++++ Passage given
Location
- 1030 E. California Blvd. Pasadena, Los Angeles Co., California 91106-4099 United States 34°08′01″N 118°07′47″W﻿ / ﻿34.1337°N 118.1296°W

Information
- School type: Private, K–12 school
- Opened: 1907; 119 years ago
- Status: Active
- NCES District ID: 0629940
- NCES School ID: 00083655
- Head of school: John Bracker
- Faculty: 198
- Grades: K–12
- Gender: Coed
- Enrollment: 877 (2021-22)
- Average class size: 17
- Student to teacher ratio: 9:1
- Language: English
- Campus size: 15 acres
- Campus type: Suburban
- Colors: Orange & White
- Athletics: 25 varsity sports
- Athletics conference: CIF Southern Section Prep League
- Nickname: Panthers
- Rival: Flintridge Preparatory School
- Accreditation: WASC/CAIS/NAIS
- Publication: OakTree Times
- Newspaper: The Paw Print
- Website: Official website

= Polytechnic School (California) =

Prep school in Pasadena, California, US

Polytechnic School, often referred to simply as Poly, is a college preparatory private day school located in Pasadena, California with approximately 850 students enrolled in grades Kindergarten through 12.

The school is a former member of the G20 Schools group.

== History ==
The school was founded in 1907 as the first non-profit, independent school in Southern California. It descends from the Throop Polytechnic Institute founded by Amos G. Throop, the same institution that grew into the present California Institute of Technology.

In the spring of 1907, the Institute decided to focus on the college level and closed the grammar school. Citrus tycoon and noted eugenicist Ezra S. Gosney donated $12,500, a sum matched by twelve other donors. This money allowed them to purchase the property at the present site, originally an orange grove. The school opened in October 1907 with 106 students. At the time, the school was named Polytechnic Elementary School. The school added a ninth grade in 1918 and expanded to high school in 1959. Polytechnic ended its pre-kindergarten program in 2005.

== Academics ==
Poly has a rigorous academic curriculum, which includes Advanced Placement and Honors classes as well as arts and athletic programs. In 2006, Poly was named a world leader in student participation and performance on Advanced Placement exams by the College Board. The school frequently had the highest percentage of its students receive a 3 or above on the AP Calculus AB examination when compared to all other small schools administering the test across the globe, according to the College Board.
++++++++
++++ Entries supplied
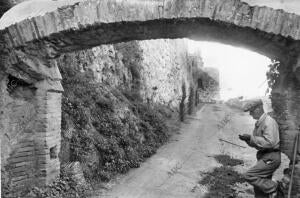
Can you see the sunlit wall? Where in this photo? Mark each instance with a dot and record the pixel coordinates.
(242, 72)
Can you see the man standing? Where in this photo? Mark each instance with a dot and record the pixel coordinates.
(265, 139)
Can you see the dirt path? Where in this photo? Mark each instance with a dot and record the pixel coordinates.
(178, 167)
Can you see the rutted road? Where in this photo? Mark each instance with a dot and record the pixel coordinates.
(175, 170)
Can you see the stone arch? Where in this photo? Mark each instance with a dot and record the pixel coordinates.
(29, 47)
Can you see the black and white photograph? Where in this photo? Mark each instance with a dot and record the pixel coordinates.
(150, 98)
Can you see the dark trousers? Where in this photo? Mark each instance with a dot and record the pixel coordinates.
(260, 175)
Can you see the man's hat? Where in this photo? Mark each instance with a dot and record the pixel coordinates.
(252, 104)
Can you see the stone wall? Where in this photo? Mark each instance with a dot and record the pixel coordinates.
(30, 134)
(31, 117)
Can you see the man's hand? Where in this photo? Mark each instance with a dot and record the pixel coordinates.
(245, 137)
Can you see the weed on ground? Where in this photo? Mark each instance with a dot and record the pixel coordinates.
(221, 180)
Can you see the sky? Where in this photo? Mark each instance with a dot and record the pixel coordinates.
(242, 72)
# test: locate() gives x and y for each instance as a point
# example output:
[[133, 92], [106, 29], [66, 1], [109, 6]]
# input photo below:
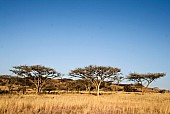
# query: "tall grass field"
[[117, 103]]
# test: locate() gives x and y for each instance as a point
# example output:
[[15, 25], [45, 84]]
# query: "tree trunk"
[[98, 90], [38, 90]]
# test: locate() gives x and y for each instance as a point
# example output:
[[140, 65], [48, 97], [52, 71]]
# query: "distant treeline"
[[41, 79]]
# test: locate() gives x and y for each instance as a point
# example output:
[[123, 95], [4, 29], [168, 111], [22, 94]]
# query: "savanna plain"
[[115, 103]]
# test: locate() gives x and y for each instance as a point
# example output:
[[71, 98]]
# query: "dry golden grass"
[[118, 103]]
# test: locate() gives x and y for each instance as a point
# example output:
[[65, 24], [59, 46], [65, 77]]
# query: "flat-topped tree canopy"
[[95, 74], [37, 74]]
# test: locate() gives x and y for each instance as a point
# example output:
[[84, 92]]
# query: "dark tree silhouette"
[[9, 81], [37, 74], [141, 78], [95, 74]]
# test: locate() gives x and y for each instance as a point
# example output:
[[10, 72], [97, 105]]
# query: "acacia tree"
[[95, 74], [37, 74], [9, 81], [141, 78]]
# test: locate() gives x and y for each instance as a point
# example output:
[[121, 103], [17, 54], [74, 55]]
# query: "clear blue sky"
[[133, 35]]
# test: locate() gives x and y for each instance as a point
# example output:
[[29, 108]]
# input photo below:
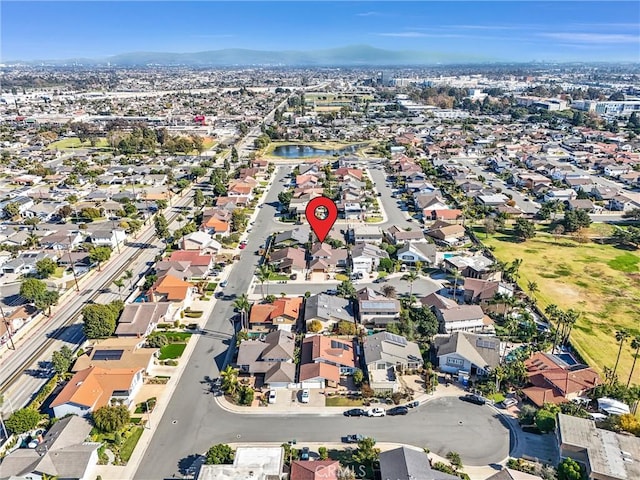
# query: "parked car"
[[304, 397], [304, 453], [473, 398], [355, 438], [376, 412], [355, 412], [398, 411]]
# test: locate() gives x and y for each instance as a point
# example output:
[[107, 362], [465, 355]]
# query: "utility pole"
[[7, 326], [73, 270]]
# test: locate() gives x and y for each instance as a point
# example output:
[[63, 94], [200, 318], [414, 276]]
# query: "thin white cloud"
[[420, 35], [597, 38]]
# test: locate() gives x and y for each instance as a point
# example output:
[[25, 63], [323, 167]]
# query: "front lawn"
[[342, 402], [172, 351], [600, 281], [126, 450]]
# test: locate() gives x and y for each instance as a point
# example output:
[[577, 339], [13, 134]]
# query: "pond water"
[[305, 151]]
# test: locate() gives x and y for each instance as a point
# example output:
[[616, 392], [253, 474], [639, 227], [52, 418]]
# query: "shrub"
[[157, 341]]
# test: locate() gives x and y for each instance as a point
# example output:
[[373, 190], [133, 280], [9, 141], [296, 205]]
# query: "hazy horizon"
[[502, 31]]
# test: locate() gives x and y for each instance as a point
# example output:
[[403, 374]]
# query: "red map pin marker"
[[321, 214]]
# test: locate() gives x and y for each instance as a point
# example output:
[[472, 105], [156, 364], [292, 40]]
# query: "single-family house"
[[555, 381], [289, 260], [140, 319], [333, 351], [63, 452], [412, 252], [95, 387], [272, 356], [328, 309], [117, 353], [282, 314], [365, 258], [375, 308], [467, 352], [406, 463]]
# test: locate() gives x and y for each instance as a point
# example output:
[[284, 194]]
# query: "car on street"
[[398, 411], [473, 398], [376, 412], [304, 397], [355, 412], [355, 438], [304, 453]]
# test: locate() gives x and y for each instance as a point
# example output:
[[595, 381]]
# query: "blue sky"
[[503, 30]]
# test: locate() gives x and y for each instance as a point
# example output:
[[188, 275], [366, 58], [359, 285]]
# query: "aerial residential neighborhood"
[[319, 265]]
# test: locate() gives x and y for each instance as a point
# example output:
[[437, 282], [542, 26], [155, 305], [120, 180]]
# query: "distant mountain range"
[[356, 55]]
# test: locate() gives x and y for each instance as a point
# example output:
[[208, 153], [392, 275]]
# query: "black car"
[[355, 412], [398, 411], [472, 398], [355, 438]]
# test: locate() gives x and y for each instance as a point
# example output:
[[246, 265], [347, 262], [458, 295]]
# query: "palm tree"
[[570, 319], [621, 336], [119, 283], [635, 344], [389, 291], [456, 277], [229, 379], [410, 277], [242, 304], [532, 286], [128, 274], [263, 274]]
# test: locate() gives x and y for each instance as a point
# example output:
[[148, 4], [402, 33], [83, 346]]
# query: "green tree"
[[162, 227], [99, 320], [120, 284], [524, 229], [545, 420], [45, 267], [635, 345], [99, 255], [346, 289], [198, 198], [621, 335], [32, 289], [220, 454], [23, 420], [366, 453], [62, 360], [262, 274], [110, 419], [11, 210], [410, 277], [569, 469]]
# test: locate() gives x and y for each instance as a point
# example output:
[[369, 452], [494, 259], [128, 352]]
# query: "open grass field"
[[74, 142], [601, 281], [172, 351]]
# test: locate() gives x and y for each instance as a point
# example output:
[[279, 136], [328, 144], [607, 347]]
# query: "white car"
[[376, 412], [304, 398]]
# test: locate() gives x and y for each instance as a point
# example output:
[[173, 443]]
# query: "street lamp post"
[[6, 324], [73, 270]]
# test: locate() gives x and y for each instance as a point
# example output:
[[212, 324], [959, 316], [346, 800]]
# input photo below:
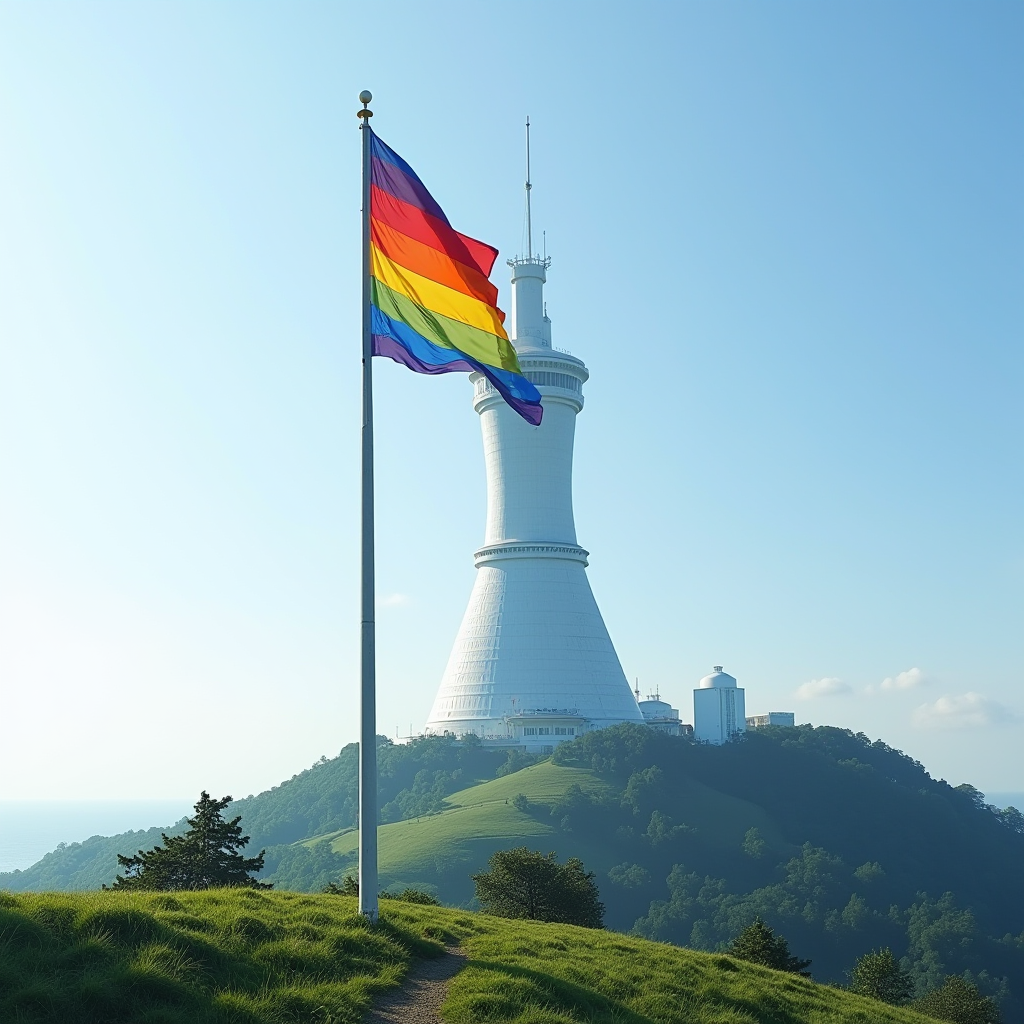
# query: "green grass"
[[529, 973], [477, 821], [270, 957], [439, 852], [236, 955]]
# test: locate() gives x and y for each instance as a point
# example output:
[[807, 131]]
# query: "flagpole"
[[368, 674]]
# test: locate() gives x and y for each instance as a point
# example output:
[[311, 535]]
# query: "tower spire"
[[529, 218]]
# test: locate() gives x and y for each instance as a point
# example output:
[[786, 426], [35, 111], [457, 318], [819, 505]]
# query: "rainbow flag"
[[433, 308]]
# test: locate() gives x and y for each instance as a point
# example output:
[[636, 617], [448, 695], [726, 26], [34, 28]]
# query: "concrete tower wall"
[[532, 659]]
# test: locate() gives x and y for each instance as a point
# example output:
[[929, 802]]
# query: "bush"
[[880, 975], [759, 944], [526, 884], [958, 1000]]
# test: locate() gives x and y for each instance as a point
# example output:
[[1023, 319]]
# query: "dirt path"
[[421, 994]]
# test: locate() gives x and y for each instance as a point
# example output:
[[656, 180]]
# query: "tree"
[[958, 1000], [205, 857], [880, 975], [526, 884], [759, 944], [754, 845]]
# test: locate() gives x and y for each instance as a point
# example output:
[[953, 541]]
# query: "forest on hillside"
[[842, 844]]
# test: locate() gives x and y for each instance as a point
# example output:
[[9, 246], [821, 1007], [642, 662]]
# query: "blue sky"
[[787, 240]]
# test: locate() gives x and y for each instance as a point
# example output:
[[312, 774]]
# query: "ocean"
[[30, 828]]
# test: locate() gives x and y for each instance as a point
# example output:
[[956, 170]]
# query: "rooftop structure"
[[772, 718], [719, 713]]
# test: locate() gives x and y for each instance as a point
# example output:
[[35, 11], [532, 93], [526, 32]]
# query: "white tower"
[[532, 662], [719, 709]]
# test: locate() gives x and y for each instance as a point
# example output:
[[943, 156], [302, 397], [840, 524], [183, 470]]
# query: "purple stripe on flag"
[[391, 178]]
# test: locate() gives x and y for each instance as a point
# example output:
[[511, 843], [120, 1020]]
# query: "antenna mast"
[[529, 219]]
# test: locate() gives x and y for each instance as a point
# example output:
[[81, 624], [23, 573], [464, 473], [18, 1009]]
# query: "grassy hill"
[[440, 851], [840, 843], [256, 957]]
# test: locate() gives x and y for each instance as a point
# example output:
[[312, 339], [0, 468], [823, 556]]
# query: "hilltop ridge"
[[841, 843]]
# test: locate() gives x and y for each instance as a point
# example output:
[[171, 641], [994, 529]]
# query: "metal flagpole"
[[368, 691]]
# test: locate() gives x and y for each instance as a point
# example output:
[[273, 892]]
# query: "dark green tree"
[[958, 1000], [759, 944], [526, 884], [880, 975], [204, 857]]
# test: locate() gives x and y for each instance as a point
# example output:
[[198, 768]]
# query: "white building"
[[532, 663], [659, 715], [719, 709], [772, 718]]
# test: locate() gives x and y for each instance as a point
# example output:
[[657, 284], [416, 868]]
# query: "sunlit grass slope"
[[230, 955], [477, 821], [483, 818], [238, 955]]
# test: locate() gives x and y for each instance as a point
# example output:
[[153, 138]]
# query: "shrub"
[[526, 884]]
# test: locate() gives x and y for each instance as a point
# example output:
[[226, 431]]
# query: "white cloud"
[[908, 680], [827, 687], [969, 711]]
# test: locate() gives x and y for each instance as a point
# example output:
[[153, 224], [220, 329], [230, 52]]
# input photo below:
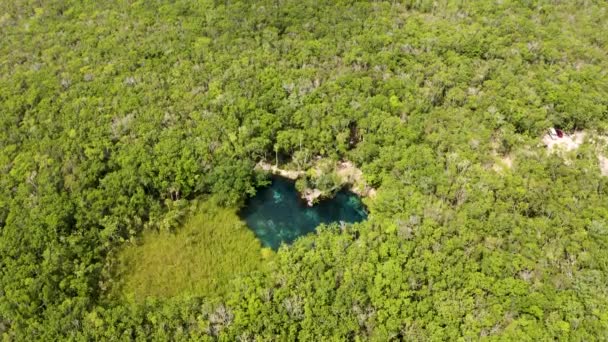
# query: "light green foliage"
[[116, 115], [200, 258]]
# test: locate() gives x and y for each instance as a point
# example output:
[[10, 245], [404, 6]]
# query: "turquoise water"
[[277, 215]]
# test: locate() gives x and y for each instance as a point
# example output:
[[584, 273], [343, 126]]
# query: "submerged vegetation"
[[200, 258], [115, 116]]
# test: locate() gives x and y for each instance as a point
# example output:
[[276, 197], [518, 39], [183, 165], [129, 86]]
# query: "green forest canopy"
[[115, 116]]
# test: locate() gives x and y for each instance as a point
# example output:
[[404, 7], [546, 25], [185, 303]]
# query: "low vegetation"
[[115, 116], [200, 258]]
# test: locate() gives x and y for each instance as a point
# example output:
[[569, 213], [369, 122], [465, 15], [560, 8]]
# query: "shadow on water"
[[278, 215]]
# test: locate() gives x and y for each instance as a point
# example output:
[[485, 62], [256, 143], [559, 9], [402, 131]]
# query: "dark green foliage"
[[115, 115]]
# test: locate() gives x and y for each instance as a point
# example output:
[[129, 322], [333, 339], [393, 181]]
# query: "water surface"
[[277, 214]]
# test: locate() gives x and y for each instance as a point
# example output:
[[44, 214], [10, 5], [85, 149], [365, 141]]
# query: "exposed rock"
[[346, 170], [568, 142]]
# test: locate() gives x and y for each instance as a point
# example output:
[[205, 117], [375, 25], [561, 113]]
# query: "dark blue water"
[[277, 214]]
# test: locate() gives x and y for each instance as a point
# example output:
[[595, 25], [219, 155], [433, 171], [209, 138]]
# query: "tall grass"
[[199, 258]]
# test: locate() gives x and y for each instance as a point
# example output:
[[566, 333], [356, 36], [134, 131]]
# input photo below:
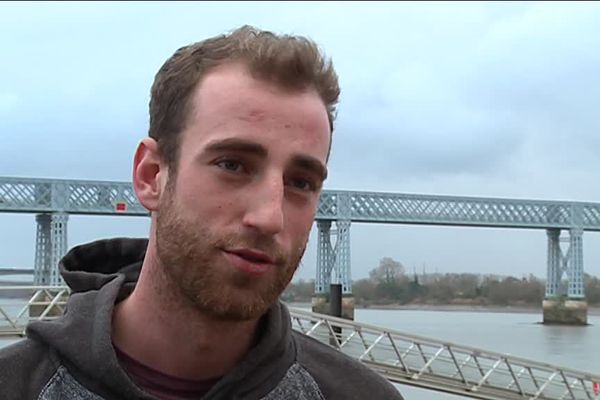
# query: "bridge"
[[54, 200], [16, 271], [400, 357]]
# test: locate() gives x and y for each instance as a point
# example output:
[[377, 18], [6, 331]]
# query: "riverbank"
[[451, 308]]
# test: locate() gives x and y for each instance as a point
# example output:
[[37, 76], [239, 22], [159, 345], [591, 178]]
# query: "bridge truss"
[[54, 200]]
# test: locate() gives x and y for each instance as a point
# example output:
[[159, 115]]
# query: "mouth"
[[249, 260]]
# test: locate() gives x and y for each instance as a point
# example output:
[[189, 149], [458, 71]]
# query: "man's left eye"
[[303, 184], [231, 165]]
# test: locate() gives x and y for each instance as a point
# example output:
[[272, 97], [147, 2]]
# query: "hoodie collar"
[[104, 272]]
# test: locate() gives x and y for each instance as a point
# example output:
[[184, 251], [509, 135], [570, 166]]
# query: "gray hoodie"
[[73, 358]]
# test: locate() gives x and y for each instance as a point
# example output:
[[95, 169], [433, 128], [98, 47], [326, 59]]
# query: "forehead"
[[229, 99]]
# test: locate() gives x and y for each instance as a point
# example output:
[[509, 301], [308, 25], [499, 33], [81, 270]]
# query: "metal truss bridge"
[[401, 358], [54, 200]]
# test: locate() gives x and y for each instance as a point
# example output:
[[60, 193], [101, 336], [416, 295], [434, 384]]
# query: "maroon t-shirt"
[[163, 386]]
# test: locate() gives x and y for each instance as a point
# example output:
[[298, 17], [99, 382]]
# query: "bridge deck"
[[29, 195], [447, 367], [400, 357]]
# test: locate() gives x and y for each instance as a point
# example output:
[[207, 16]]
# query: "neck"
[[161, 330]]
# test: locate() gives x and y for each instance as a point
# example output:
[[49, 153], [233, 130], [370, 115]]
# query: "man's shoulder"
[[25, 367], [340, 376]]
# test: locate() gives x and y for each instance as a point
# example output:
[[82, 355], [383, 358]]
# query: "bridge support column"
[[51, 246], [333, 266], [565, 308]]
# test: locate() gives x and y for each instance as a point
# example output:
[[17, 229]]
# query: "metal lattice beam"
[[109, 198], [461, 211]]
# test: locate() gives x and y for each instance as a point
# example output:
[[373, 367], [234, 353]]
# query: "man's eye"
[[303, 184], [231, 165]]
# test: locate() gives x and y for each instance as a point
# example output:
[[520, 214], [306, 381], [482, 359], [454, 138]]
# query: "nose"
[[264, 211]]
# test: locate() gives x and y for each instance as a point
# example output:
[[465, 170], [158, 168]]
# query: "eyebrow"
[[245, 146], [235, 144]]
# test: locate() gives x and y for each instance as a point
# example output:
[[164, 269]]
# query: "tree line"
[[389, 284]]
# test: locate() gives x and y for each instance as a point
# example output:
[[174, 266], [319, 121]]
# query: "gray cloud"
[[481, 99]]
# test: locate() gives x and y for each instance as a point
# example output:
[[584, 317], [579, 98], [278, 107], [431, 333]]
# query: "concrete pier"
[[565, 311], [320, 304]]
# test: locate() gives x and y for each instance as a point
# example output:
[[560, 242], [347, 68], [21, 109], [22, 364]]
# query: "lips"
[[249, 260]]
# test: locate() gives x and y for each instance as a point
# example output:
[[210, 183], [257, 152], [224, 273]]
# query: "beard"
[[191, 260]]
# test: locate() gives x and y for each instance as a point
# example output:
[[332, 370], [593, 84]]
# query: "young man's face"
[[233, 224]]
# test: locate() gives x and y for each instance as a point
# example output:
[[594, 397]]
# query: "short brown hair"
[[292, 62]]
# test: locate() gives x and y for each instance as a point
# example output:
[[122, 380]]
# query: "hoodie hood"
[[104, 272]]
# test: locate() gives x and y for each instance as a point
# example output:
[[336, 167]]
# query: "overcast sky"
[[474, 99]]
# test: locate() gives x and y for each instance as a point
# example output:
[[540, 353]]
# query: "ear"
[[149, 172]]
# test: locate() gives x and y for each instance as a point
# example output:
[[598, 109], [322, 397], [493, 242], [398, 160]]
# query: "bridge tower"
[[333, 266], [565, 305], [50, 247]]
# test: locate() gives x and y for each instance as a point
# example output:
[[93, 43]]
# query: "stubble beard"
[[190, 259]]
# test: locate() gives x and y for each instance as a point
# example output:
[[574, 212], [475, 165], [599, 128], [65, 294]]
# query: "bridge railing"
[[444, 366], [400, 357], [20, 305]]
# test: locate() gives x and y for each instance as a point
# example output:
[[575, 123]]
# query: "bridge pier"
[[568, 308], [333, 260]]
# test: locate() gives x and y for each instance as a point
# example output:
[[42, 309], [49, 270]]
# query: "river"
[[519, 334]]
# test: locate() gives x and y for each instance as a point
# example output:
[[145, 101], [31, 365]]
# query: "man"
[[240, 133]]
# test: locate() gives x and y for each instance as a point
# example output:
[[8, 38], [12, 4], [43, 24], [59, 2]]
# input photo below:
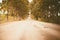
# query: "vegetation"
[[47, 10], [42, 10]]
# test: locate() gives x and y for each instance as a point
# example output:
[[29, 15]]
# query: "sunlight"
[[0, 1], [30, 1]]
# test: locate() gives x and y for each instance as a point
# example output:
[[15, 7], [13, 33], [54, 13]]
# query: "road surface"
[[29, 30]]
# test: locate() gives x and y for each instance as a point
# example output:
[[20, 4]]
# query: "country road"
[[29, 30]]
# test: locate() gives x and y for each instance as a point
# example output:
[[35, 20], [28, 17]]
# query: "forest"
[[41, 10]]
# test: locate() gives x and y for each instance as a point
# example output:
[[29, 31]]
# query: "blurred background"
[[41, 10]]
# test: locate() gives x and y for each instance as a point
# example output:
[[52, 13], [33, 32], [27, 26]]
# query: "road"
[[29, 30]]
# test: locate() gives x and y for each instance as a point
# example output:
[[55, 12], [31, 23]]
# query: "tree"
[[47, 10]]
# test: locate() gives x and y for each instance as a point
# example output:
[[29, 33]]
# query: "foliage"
++++++++
What you will do >>
[A] Summarize the passage on Polytechnic School in three sentences.
[B] Resume the passage on Polytechnic School from its final sentence onward.
The material comes from a different source than the passage on Polytechnic School.

Expected responses >>
[A] Polytechnic School, often called Poly, is a college preparatory private day school in Pasadena, California, founded in 1907 as the first non-profit, independent school in Southern California and descended from the Throop Polytechnic Institute. It opened in October 1907 with 106 students as Polytechnic Elementary School, added a ninth grade in 1918, and expanded to high school in 1959. Its curriculum includes Advanced Placement and Honors classes along with arts and athletic programs, and in 2006 the College Board named it a world leader in student participation and performance on Advanced Placement exams.

[B]
In recent years, the most popular college destination for Poly students was the University of Southern California. The Wall Street Journal ranked Poly 4th in the world as a feeder school for "elite colleges," including Harvard University, Princeton University, Massachusetts Institute of Technology, Williams College, Pomona College, Swarthmore College, the University of Chicago and Johns Hopkins University. In the 2016-17 class, 35% of the class were National Merit Semi-Finalists & Commended students and 80% of students were accepted to 'highly-selective' top tier universities (institutions with an admit rate of 30% or lower).

Los Angeles Magazine has also consistently recognized Poly as one of the best high schools in Los Angeles. The September 2008 issue praised Poly for its "national reputation for producing scholars, artists and athletes." Using test score data, the September 2014 issue of Los Angeles Magazine ranked Poly 2nd of 75 Los Angeles high schools. With an average score of 2150, Poly students had the highest average SAT score of any school included in the rankings. The Washington Post ranked Poly the 84th most challenging high school in the United States in 2017. In their 2022 evaluations, Niche ranked Poly as the 3rd best private high school in Los Angeles, the 9th best private high school in California, and the 36th best private high school nationally.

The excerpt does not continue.